Coordinate annotation entries
---
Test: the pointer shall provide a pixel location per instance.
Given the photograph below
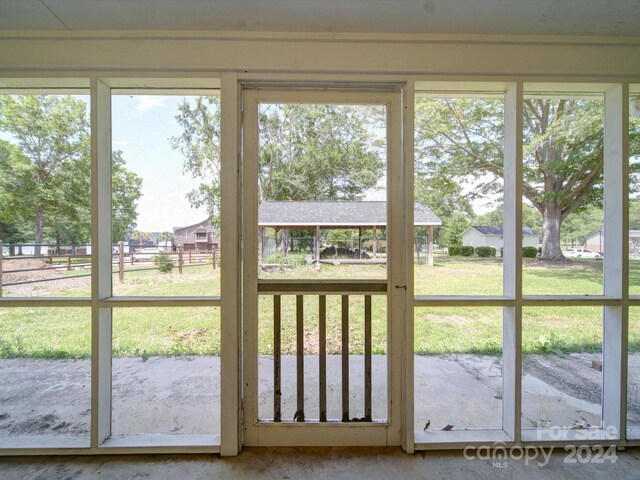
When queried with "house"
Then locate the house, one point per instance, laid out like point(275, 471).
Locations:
point(270, 51)
point(595, 242)
point(492, 236)
point(199, 237)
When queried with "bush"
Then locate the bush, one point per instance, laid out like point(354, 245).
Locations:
point(485, 251)
point(454, 250)
point(466, 251)
point(163, 261)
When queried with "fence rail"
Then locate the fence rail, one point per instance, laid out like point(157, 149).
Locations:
point(120, 259)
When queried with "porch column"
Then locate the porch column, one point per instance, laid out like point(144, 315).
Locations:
point(316, 247)
point(260, 237)
point(430, 247)
point(374, 238)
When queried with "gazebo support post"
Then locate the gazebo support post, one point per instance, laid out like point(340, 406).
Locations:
point(260, 245)
point(430, 251)
point(374, 239)
point(316, 247)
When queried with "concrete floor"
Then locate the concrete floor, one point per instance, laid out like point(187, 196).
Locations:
point(181, 395)
point(312, 463)
point(158, 394)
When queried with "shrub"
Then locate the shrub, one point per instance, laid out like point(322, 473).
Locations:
point(466, 251)
point(454, 250)
point(485, 251)
point(163, 261)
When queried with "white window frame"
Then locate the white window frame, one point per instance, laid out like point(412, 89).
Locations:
point(615, 300)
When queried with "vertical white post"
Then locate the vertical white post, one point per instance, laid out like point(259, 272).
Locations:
point(430, 247)
point(249, 195)
point(1, 260)
point(374, 240)
point(408, 120)
point(397, 242)
point(616, 257)
point(101, 319)
point(512, 263)
point(317, 248)
point(230, 348)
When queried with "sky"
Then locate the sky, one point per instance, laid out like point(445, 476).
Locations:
point(142, 126)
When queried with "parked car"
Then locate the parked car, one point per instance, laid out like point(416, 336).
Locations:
point(580, 253)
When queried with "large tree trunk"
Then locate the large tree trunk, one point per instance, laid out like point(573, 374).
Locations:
point(551, 223)
point(39, 229)
point(285, 241)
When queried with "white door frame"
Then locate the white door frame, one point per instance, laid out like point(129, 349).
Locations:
point(257, 433)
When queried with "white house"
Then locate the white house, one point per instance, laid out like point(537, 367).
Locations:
point(595, 242)
point(488, 236)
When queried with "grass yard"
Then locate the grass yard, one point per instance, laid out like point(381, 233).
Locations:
point(143, 332)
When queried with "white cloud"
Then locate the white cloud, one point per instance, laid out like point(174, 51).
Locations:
point(145, 103)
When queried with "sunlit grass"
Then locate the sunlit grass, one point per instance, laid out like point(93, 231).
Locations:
point(65, 332)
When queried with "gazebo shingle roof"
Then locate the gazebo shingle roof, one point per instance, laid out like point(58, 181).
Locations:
point(336, 214)
point(498, 230)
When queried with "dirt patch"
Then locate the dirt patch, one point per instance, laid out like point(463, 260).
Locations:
point(448, 319)
point(44, 270)
point(571, 374)
point(561, 264)
point(44, 279)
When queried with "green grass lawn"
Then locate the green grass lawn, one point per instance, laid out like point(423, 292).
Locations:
point(142, 332)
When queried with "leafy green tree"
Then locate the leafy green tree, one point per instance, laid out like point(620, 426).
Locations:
point(317, 152)
point(563, 153)
point(199, 144)
point(46, 170)
point(530, 217)
point(307, 152)
point(126, 191)
point(451, 231)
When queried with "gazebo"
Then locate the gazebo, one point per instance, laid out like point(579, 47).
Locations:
point(347, 214)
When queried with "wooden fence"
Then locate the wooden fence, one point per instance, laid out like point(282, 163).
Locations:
point(121, 261)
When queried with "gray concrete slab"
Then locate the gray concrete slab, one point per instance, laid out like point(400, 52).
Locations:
point(180, 395)
point(316, 463)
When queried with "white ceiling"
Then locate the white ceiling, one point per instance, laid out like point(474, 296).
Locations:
point(532, 17)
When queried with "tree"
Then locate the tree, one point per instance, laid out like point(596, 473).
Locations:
point(200, 147)
point(307, 152)
point(126, 191)
point(563, 153)
point(450, 234)
point(317, 152)
point(530, 217)
point(46, 170)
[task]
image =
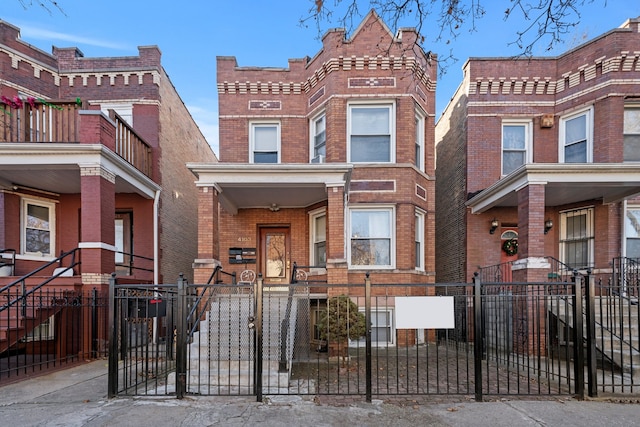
---
Problem description
Return every line of the records above that holds the word "ceiling".

Response to the task
When queried with "white ceiling"
Then locate the white ceiling, one point per instance, laid out like point(474, 296).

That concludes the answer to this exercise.